■ **EXERCISE SET**:
a – List every person named in the article about NATO's bank.
b – Change each "Canada" to "Norway" in the article about NATO's bank, giving everything from "Russia’s Vladimir Putin" down to "Atlantic in 1939-40)." again.

After Hannibal and his army marched across the Alps and crushed the Roman army at Cannae in 216 BC, reporters asked the Carthaginian leader what explained his victory. “Well,” he replied, “The elephants helped. They helped a lot. And so did the courage of my soldiers. But, to my mind, the key difference was the quality of our banking services.”
George S. Patton, a driving force in the Allied charge across Europe after the D-Day invasion, reflected toward the end of his life: “Yes, it’s very gratifying to be regarded as one of history’s greatest tank commanders. But what I always really wanted to be was a bank commander.”
Russia’s Vladimir Putin reportedly is spending more and more of his time in isolation and even underground. Most reports attribute this to his fear of a decapitation attack by Ukrainian drones but sources inside the Kremlin confirm that what really has Putin rattled is news of NATO’s new Defence, Security and Resilience Bank, which is to be located in Canada.
Yes, in response to Donald Trump’s urging it to pick up more of the common defence burden, NATO is setting up … a bank. And for some reason it has decided to locate it in Canada. Perhaps to put it as far away from Putin as possible, so that if he does invade more of Europe, at least NATO’s money will be safe (as most of Britain’s gold was held safely in the Bank of Canada and Montreal’s Sun Life Building after being shipped across the Atlantic in 1939-40).

Stored records:
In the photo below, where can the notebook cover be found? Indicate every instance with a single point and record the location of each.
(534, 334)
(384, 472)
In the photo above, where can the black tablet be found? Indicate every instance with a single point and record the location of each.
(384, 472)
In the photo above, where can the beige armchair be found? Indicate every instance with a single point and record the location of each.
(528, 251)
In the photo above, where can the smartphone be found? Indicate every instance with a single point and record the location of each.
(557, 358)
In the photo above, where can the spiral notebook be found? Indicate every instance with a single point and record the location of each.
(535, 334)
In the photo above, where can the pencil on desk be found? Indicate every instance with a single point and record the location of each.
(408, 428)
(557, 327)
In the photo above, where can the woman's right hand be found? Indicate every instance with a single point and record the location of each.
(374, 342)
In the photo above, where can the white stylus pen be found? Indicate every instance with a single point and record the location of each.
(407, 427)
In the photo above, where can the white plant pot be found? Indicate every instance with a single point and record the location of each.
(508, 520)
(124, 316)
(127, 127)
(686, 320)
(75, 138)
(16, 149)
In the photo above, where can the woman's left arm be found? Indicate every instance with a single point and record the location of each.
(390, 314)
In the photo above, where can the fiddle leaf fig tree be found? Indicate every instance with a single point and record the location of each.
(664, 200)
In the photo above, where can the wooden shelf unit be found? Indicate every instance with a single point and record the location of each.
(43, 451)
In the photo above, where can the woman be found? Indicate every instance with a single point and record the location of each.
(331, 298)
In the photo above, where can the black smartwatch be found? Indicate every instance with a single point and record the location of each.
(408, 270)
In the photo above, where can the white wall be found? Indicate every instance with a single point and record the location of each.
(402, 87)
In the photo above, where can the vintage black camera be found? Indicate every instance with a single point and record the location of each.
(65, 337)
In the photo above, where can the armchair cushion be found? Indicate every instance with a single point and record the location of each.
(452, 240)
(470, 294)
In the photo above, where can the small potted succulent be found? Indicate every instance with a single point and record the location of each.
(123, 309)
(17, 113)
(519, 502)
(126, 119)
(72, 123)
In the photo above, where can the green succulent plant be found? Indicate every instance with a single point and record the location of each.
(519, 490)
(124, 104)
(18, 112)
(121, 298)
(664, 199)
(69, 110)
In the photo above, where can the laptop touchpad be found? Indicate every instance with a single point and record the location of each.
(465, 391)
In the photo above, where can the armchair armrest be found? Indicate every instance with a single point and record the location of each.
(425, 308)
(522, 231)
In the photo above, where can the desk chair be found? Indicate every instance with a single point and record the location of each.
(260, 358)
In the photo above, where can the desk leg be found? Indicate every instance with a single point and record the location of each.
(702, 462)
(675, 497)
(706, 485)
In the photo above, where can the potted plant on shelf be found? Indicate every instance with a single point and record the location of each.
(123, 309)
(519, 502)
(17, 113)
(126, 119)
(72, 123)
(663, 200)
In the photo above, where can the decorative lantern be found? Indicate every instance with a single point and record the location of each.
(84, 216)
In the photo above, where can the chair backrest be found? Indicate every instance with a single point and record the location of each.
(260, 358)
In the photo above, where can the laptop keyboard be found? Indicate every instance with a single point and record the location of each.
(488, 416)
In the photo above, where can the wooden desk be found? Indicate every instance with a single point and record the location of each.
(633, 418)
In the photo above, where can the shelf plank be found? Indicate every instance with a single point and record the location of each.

■ **RESPONSES TO THE EXERCISE**:
a – Hannibal, George S. Patton, Vladimir Putin, Donald Trump

b –
Russia’s Vladimir Putin reportedly is spending more and more of his time in isolation and even underground. Most reports attribute this to his fear of a decapitation attack by Ukrainian drones but sources inside the Kremlin confirm that what really has Putin rattled is news of NATO’s new Defence, Security and Resilience Bank, which is to be located in Norway.
Yes, in response to Donald Trump’s urging it to pick up more of the common defence burden, NATO is setting up … a bank. And for some reason it has decided to locate it in Norway. Perhaps to put it as far away from Putin as possible, so that if he does invade more of Europe, at least NATO’s money will be safe (as most of Britain’s gold was held safely in the Bank of Norway and Montreal’s Sun Life Building after being shipped across the Atlantic in 1939-40).